• What the task requires: Rewrite the data below with each instance of "innermost point" changed to "central point", leaving all other text unchanged.

• Supplied records:
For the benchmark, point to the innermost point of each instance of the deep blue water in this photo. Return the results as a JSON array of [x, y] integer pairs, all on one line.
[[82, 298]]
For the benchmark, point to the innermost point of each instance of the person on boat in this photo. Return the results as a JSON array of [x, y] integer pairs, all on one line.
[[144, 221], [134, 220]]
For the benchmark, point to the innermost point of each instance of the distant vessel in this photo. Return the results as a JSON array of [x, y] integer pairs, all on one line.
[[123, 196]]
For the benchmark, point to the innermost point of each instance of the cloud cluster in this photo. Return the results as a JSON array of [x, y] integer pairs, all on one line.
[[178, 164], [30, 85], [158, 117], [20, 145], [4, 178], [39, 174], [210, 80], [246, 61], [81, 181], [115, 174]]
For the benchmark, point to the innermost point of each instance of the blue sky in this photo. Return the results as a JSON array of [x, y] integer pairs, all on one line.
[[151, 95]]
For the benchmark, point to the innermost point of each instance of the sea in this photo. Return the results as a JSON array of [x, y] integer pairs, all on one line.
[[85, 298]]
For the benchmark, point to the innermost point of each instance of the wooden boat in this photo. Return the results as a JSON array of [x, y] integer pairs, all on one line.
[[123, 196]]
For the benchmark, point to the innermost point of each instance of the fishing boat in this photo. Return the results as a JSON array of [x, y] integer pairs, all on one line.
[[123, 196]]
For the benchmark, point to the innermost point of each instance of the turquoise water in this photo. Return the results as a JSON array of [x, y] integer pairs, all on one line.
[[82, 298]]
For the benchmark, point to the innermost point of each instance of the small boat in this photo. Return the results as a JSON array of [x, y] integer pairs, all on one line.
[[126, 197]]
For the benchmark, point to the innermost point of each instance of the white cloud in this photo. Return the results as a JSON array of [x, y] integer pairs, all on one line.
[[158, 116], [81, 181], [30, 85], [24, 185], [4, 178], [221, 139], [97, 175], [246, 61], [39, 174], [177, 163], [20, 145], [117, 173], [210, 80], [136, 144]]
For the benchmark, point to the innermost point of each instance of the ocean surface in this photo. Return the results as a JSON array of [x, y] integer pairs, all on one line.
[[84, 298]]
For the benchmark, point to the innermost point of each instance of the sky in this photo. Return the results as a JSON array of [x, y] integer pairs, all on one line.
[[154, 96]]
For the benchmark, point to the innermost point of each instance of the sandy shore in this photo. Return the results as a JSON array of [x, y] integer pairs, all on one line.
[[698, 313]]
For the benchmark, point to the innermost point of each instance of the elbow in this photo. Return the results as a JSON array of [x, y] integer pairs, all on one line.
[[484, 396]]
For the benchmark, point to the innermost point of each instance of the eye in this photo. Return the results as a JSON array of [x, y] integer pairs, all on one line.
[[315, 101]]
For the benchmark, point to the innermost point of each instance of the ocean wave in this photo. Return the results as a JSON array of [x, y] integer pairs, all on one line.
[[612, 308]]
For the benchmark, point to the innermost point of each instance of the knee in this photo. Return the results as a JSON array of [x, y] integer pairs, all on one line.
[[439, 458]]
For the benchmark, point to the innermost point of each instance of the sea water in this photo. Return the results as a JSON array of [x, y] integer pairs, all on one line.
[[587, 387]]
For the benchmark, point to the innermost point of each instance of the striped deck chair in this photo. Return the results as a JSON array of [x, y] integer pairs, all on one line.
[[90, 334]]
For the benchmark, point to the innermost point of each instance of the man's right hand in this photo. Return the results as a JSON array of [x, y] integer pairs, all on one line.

• Complete response:
For the benchmark, point to the central point of each instance of the deep blue water in this photo. Return the results as a JSON array of [x, y] integer pairs, all on one line.
[[82, 298]]
For the benchmark, point to the central point of each instance of the person on boat in this photo. Return the results as a JSON array of [x, y] integer pairs, all on one line.
[[144, 221], [134, 220]]
For the benchmark, point to the central point of each instance of the distant vessel in this photo. Return the results as a JSON array of [x, y] integer pairs, all on one line.
[[123, 196]]
For the benchmark, point to the central point of each instance of the cloud cluster in this photo. Return the results as a JSON array of [x, y] integer pairs, all on one line.
[[178, 164], [30, 85], [158, 117], [20, 145], [4, 178], [39, 174], [210, 80], [246, 61], [81, 181], [115, 174]]
For the benchmark, point to the central point of each instance of the blue sky in this photo. Return the results as a JSON array of [x, y] integer pairs, all on one line.
[[151, 95]]
For the benchmark, point to the central point of each instance of the sea in this photo. Return the results as a JSON array of [x, y] integer pairs, all on one line.
[[85, 298]]
For the benchmark, point to the central point of each instance of the wooden boat in this photo. Return the results as a JSON array of [x, y] integer pairs, all on one line.
[[123, 196]]
For the benchmark, point to the central point of each instance of the fishing boat in this photo. Return the results as a JSON array of [x, y] integer pairs, all on one line.
[[123, 196]]
For the benchmark, point to the central point of each instance of the turquoise water in this photo. Return the results as a JSON array of [x, y] integer pairs, all on one line.
[[82, 298]]
For the benchmark, point to the central point of each instance of the small boat in this photo. Return the results as a JSON array of [x, y] integer pairs, all on one line.
[[126, 197]]
For the benchmark, point to the central point of each instance of the white cloud in this photo. Return the results as a JSON array of [x, y] integer pairs, all on one line.
[[158, 116], [81, 181], [30, 85], [24, 185], [4, 178], [221, 139], [97, 175], [246, 61], [39, 174], [177, 163], [20, 145], [117, 173], [210, 80], [136, 144]]
For the benchmark, point to the central point of each instance of the ocean surface in this photo. Return the results as a JSON array of [x, y] integer pairs, all on one line.
[[84, 298]]
For the benchmark, point to the central point of each instance of the sky in this photo. Return the results as a JSON array of [x, y] integer pairs, all on one line.
[[154, 96]]
For the benchmark, point to the central point of each instance of the sandy shore in this photo. Return the results as a JSON array of [x, y] integer pairs, all on one line.
[[698, 313]]
For the benchmark, point to the central point of each instance of the elbow in this photo. Return the results as a JSON array of [x, y] integer pairs, all on one line.
[[484, 396]]
For the benchmark, point to the central point of each instance of the eye in this photo. Return the results as a JSON array of [x, y] integer pairs, all on one line.
[[315, 101]]
For the benchmark, point to the central point of each instance of the ocean wave in this photo. Return the results as a JSON array of [x, y] integer pairs, all on one line.
[[612, 308]]
For the benchmark, point to the central point of each instance of the knee in this photo. Return the results as a JSON array of [x, y] integer pairs, all on one line.
[[439, 458]]
For the benchmark, point to the central point of each instance of the sea water in this photo. Return the results as a JSON array of [x, y] integer pairs, all on one line.
[[587, 387]]
For the benchmark, point to the central point of each instance of the striped deck chair in this photo. Return the results as a JSON array of [x, y] integer pairs, all on one line.
[[90, 334]]
For the benchmark, point to the central point of each instance of the man's right hand in this photo. Return the results as a JSON array of [x, y] integer pairs, all on one line.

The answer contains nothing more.